Exercise material:
* * * * *
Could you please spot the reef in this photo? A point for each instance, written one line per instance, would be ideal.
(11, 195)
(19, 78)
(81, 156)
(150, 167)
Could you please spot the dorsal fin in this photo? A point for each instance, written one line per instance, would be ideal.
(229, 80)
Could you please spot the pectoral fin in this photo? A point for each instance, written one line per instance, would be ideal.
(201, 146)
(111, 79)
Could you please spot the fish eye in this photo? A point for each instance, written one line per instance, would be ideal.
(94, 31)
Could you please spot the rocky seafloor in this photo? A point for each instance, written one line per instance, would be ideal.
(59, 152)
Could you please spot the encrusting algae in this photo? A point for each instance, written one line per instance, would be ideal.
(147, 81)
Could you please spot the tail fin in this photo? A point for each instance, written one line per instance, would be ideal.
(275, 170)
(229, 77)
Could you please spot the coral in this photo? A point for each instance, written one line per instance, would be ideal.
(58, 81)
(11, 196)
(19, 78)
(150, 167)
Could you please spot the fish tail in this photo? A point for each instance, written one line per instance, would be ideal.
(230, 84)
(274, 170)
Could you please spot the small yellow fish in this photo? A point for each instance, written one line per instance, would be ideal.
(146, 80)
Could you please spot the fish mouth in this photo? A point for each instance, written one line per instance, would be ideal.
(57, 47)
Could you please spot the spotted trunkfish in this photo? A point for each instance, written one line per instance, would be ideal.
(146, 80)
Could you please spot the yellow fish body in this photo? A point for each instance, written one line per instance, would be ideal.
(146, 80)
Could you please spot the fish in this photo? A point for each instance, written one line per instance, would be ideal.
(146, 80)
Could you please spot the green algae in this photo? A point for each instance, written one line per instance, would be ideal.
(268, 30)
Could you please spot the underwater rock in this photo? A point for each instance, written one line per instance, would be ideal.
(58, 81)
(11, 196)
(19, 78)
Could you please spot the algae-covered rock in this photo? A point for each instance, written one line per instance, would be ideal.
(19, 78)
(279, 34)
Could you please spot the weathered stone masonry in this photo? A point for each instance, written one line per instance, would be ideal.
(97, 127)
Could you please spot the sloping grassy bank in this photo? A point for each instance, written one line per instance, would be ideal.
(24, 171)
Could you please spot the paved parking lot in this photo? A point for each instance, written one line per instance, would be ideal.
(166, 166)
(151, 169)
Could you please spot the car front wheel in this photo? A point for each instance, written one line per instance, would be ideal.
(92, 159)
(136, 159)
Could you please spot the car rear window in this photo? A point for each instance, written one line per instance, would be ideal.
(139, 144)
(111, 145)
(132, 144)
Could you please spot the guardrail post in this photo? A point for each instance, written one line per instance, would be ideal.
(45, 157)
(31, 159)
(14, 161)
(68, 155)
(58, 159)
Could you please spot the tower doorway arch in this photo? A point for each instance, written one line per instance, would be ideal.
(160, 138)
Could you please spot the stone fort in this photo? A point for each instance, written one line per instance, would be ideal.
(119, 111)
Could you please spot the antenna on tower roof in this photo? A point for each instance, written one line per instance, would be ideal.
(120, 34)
* * * * *
Task requirements:
Working down from the line that contains "Could you please spot the tower", retype each line exactly through the last line of the data, and give nothing else.

Output for this task:
Could you please spot the tower doorway arch in this photo? A point for each instance, written one line per instance, would be ideal.
(160, 138)
Could you please spot the stone fort in this photo? A point for each instance, written one line per instance, would be ideal.
(119, 111)
Could you please spot the antenna on tower roof in this photo? A point for each instance, written one line per instance, would be ideal.
(120, 34)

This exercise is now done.